Referring expression pointing data:
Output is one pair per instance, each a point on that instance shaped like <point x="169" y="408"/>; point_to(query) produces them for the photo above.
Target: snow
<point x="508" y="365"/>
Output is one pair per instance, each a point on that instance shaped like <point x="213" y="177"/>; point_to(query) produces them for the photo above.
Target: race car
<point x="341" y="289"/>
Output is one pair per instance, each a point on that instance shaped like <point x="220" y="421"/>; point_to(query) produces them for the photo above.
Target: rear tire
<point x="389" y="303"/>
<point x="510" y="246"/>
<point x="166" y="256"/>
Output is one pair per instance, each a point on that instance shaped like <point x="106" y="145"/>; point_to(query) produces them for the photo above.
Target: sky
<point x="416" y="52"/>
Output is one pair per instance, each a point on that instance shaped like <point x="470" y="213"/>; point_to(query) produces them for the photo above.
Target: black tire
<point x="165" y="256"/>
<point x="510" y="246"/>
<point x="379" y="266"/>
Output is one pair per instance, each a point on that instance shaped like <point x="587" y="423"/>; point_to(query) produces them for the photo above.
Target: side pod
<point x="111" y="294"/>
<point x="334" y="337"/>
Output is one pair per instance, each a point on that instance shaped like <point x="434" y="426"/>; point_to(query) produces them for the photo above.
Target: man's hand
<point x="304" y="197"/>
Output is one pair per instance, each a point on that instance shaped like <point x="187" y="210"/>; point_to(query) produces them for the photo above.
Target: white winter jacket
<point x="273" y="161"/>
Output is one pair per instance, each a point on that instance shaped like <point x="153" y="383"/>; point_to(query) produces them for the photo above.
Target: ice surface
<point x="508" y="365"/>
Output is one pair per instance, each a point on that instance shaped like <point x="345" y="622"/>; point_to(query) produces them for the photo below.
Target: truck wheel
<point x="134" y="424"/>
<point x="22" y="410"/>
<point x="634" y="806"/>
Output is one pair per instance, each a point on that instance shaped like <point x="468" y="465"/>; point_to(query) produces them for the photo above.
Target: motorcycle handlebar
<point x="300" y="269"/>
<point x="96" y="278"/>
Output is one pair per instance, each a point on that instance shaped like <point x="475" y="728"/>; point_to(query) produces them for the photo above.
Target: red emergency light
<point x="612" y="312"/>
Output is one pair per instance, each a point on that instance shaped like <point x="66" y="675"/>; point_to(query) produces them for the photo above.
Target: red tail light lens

Work task: All of the data above is to be transcribed without alteration.

Exercise response:
Output is one pair per instance, each a point on that instance shaped like <point x="169" y="408"/>; point_to(query) produces them for the photo above.
Target: snow
<point x="508" y="365"/>
Output is one pair per instance, each a point on that instance shaped like <point x="213" y="177"/>; point_to(query) produces them for the photo above.
Target: race car
<point x="341" y="289"/>
Output is one pair per instance, each a point on that instance shaped like <point x="220" y="421"/>; point_to(query) produces them for the photo above.
Target: rear tire
<point x="389" y="303"/>
<point x="510" y="246"/>
<point x="166" y="256"/>
Output is one pair per instance, each a point on that instance shaped like <point x="106" y="145"/>; point_to(query) produces them for the photo above.
Target: sky
<point x="416" y="52"/>
Output is one pair per instance, each a point on that instance shaped like <point x="470" y="213"/>; point_to(query) produces them for the photo above.
Target: black tire
<point x="165" y="256"/>
<point x="510" y="246"/>
<point x="379" y="266"/>
Output is one pair per instance, each a point on that instance shaped like <point x="587" y="423"/>; point_to(query) produces them for the photo above.
Target: side pod
<point x="111" y="294"/>
<point x="334" y="337"/>
Output is one pair per instance, each a point on that instance shaped like <point x="434" y="426"/>; point_to(query) produces them for the photo above.
Target: man's hand
<point x="304" y="197"/>
Output is one pair per instance, each a point on that instance shaped like <point x="187" y="210"/>; point_to(query) produces them for the photo above.
Target: white winter jacket
<point x="273" y="161"/>
Output is one pair per instance, each a point on that instance shaped like <point x="153" y="383"/>; point_to(query) produces them for the photo above.
Target: ice surface
<point x="508" y="365"/>
Output is one pair per instance, each a point on that instance shaped like <point x="345" y="622"/>; point_to(query) produces them for the photo below.
Target: truck wheel
<point x="134" y="424"/>
<point x="22" y="410"/>
<point x="634" y="806"/>
Output is one pair per instance, each a point on that instance shaped like <point x="468" y="465"/>; point_to(query) produces them for the photo above.
Target: motorcycle handlebar
<point x="300" y="269"/>
<point x="96" y="278"/>
Output is one pair per instance, each a point on that instance shaped like <point x="475" y="728"/>; point_to(query) produces them for the photo above.
Target: red emergency light
<point x="612" y="312"/>
Output is one pair per instance, each a point on that instance shaped like <point x="66" y="675"/>; point_to(query) produces them for the photo above.
Target: red tail light lens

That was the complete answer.